Судьба Каменева сложилась более благополучно. Он добрался до находящегося в руках красных Житомира, где встретил уехавших из Одессы первым эшелоном одесских руководителей (Клименко, Картвелишвили) и многих своих коллег, в том числе предЧК Калениченко. Позднее Каменев убыл на фронт…

После ухода с поста члена коллегии Харьковской ЧК Каменев направил письмо заместителю начальника Цупчрезкома Владимиру Янушевскому об отказе от предложения занять ответственную чекистскую должность, обвиняя в этом зампреда Губчека Якова Лившица, что тот распространяет о нем слухи как о темной личности и лице, не заслуживающем доверия. «Принимая во внимание, – писал Каменев, – что подобное явление послужит поводом к дискредитированию советских органов (ни больше ни меньше! – О. К.) и отразится на ходе работы данного учреждения, я считаю невозможным в интересах общего дела принять предложенную Вами мне должность впредь до выяснения и призыва к порядку тов. Лифшица (так в тексте. – O. K.)» [412] .

4 августа 1920 года ЦК КП(б) У командировал Каменева в Москву в распоряжение ЦК РКП с 11-дневным отпуском. Однако две недели спустя тот же работник секретариата украинского ЦК пометил, что Каменев убыл в распоряжение Сиббюро [413] .

«Когда меня посылали работать в Сибирь, – писал Каменев, – я не хотел ехать, потому что чувствовал нечистое, закулисное, и когда Альскому, зав учетно-расп[ределительного] отдела ЦК, заявил, что не поеду, то Альский напомнил о партдисциплине, что заставило меня подчиниться» [414] .

«…оказался старый провокатор»

Мы помним, что и Ракитин, и Северный обвиняли Каменева в том, что он привел на службу некоего Масальского, оказавшегося впоследствии провокатором. В чем состояла его провокаторская деятельность?

Степан Тогобицкий, который, как мы писали, будучи арестованным белыми, заметил в числе контрразведчиков бывшего секретаря ЧК Вениамина, спустя неделю увидел в том же качестве и другого экс-чекиста – Масальского. Вот что он показал деникинской Особой комиссии 23 сентября 1919 года:

«10 сентября арестованных в тюрьме обследовали чины контрразведки в числе 6 человек, среди них я узнал в одном офицере – поручике с тремя звездочками – бывшего служащего чрезвычайки… Но не знал его фамилии и какую должность он мог там занимать. Но потом арестованные передавали мне, что это был Масальский, который служил в чрезвычайке в качестве следователя по особо важным делам, о характере деятельности… мне лично ничего не известно; другие же сотрудники говорили о следователе Масальском, как о человеке, которого можно подкупить и который за деньги все сделает. Недели за две до ухода из Одессы большевиков среди сотрудников чрезвычайки распространили слух, что Масальский сбежал и захватил с собой полмиллиона рублей денег, полученных по какому-то делу; но некоторые сотрудники говорили даже, что Масальский увел не ½, а 1,5 миллиона. Тогда, кажется, были арестованы два следователя отдела и какие-то частные лица, которые были заподозрены как хорошо знакомые Масальского, в связи с ним» [415] .

Исходные данные:
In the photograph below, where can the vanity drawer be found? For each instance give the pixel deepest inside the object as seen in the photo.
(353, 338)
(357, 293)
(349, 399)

Инструкции и требования:
Назовите всех людей, которых, согласно отрывку, Каменев встретил в Житомире и которые там упомянуты по фамилии. Эти данные для работы с отрывком не нужны.

Ответ на задание:
Клименко, Картвелишвили, Калениченко.